*Passage du texte*
• • • • • • •

Pendant des siècles la fête a représenté un témoignage de loyauté envers la monarchie, une mise en garde du peuple contre l'ennemi intérieur, et aussi une manifestation férocement anti-catholique. Souvent l'effigie du pape était brûlée à la place de celle de Fawkes. A tel point que George Washington, alors commandant des forces américaines rebelles, interdit les Guy Fawkes nights par ordonnance du 5 novembre 1775, comme étant insultantes pour ses alliés canadiens.

Tout comme celle des mousquetaires, l'aventure de Guy Fawkes a inspiré de nombreux romans, chansons, poèmes et tableaux. Il est représenté avec un bouc, une moustache et un grand chapeau, ce qui était la mode de l'époque, et n'avait vraiment rien d'original, comme le montre le portrait de groupe ci-dessus.

Mais quittons le sanglant XVIIème siècle pour nous rendre en 1982 dans le Northamptonshire. Le génial et peu commode écrivain Alan Moore est en train de réfléchir à un scénario de bande dessinée pour le magazine Warrior, intitulé V. for Vendetta : dans un futur proche (1997 !), après une guerre nucléaire, le Royaume-Uni est un Etat policier dirigé par le parti Norsefire. V., un mystérieux révolutionnaire masqué, se dresse contre le gouvernement totalitaire.

Le dessinateur David Lloyd lui propose de faire de V. une réincarnation de Guy Fawkes ou quelqu'un qui adopte la personnalité de Fawkes. Son idée était, d'après son propre témoignage, de donner à V. l'apparence de l'effigie que l'on brûle pendant les Guy Fawkes nights.

Des costumes et masques de Guy Fawkes étaient vendus pour cette occasion dans les magasins de farces et attrapes, en même temps que les pétards et les feux d'artifice. Malheureusement c'était l'été, et David Lloyd n'en trouva nulle part, les magasins n'en avaient pas en stock avant le mois d'octobre. Lloyd dessina donc de mémoire une version stylisée du masque en question.

D'après lui le sourire est une sorte d'accident, il n'avait qu'un vague souvenir de ce à quoi le masque ressemblait, mais il se rappelait la moustache, ce qui lui suggéra cette espèce de sourire narquois.

26 épisodes de V. for Vendetta sont publiés dans le magazine Warrior de 1982 à 1985, date de la faillite de la publication. Entre temps Alan Moore avait été embauché par l'éditeur étazunien DC Comics, qui réédita et termina la série en couleurs à partir de 1988. La série a été publiée en français en 1989 et a gagné le prix du festival d'Angoulême du meilleur album étranger en 1990. Les droits sur la création originale appartiennent à Warner Brothers, propriétaire de DC Comics depuis 1969.

En 2006, la Warner produit une adaptation cinématographique de V. for Vendetta, écrite par les frères Wachowski, fameux scénaristes de Matrix. David Lloyd le trouve "merveilleux". Alan Moore le trouve "imbécile". Moore se fâche si fort avec Warner qu'il rompt toute collaboration avec DC Comics.

• • • • • • •

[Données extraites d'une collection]
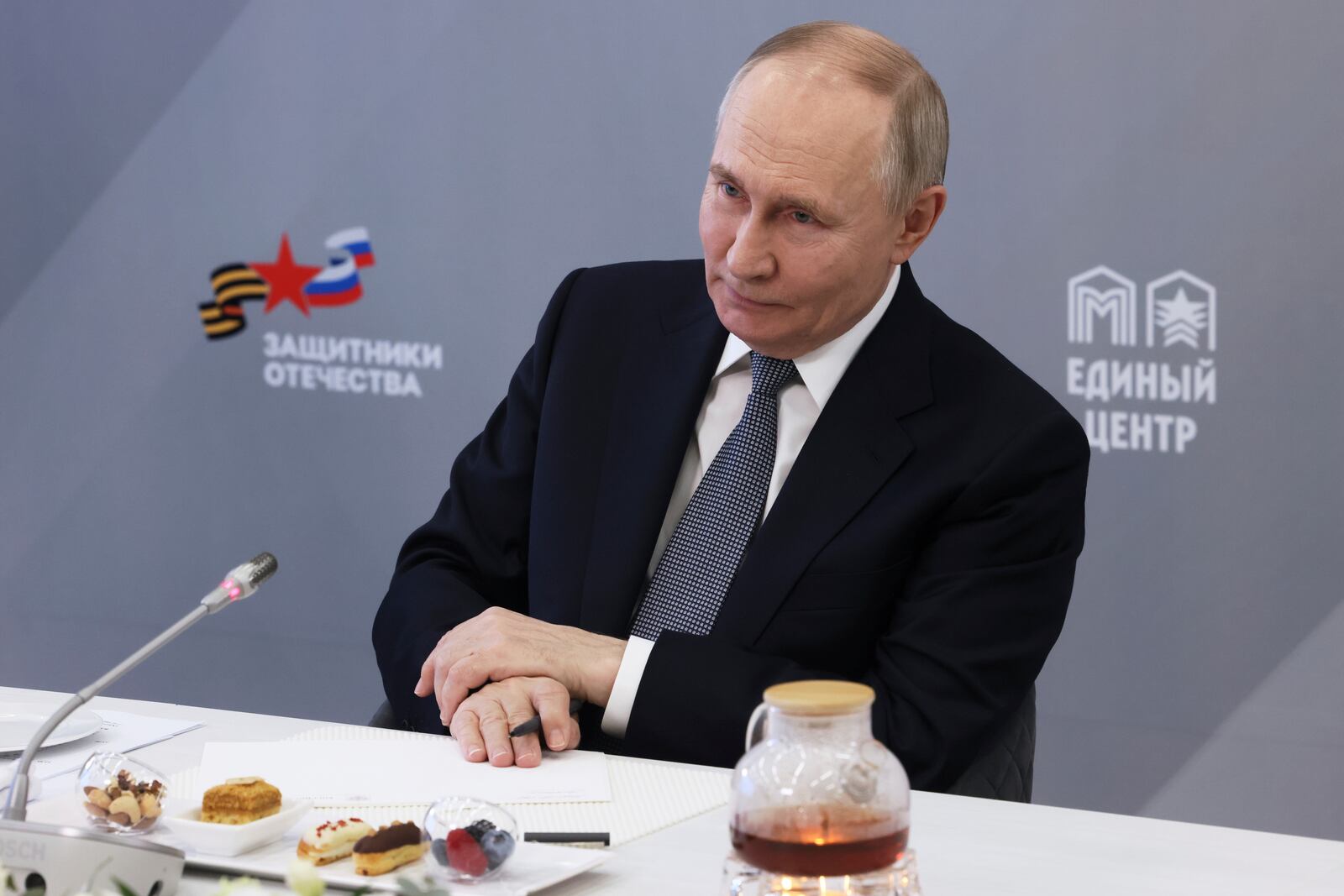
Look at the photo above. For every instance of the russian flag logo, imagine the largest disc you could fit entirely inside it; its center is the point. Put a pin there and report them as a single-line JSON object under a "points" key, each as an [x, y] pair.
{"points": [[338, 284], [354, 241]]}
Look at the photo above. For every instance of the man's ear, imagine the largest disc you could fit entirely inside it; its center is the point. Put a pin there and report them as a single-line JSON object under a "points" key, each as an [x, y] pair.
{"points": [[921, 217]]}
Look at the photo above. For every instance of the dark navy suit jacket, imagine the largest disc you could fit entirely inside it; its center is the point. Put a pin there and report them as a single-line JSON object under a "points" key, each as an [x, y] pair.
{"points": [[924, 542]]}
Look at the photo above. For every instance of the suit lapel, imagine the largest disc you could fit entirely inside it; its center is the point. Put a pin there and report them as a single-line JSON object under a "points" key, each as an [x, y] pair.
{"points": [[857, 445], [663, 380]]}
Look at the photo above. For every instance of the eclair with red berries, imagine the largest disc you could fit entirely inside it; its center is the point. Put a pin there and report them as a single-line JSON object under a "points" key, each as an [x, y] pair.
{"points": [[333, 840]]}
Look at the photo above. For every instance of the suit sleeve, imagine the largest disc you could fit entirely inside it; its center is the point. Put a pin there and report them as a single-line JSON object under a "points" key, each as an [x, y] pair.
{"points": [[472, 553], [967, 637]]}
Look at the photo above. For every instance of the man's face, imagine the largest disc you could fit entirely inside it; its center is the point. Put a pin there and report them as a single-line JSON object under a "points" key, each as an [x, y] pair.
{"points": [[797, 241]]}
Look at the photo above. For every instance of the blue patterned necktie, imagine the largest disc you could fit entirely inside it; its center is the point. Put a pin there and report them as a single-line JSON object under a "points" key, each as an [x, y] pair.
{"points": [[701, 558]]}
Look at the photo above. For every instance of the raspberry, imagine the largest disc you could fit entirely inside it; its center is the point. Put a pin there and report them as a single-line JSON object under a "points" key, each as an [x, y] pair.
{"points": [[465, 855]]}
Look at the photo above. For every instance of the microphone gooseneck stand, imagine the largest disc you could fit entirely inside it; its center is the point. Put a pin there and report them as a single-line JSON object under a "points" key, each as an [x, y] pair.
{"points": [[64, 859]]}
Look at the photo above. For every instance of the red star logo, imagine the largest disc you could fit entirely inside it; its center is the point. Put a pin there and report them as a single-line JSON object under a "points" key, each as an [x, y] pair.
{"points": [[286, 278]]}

• • • • • • •

*Liste des tâches*
a – Reproduisez le passage du texte sur Guy Fawkes qui commence par « Mais quittons le » et se poursuit jusqu'à « Guy Fawkes nights. ».
b – Traduisez en anglais cette phrase du texte sur Guy Fawkes : « Lloyd dessina donc de mémoire une version stylisée du masque en question. »

*Résultats par tâche*
a –
Mais quittons le sanglant XVIIème siècle pour nous rendre en 1982 dans le Northamptonshire. Le génial et peu commode écrivain Alan Moore est en train de réfléchir à un scénario de bande dessinée pour le magazine Warrior, intitulé V. for Vendetta : dans un futur proche (1997 !), après une guerre nucléaire, le Royaume-Uni est un Etat policier dirigé par le parti Norsefire. V., un mystérieux révolutionnaire masqué, se dresse contre le gouvernement totalitaire.

Le dessinateur David Lloyd lui propose de faire de V. une réincarnation de Guy Fawkes ou quelqu'un qui adopte la personnalité de Fawkes. Son idée était, d'après son propre témoignage, de donner à V. l'apparence de l'effigie que l'on brûle pendant les Guy Fawkes nights.

b – Lloyd therefore drew a stylized version of the mask in question from memory.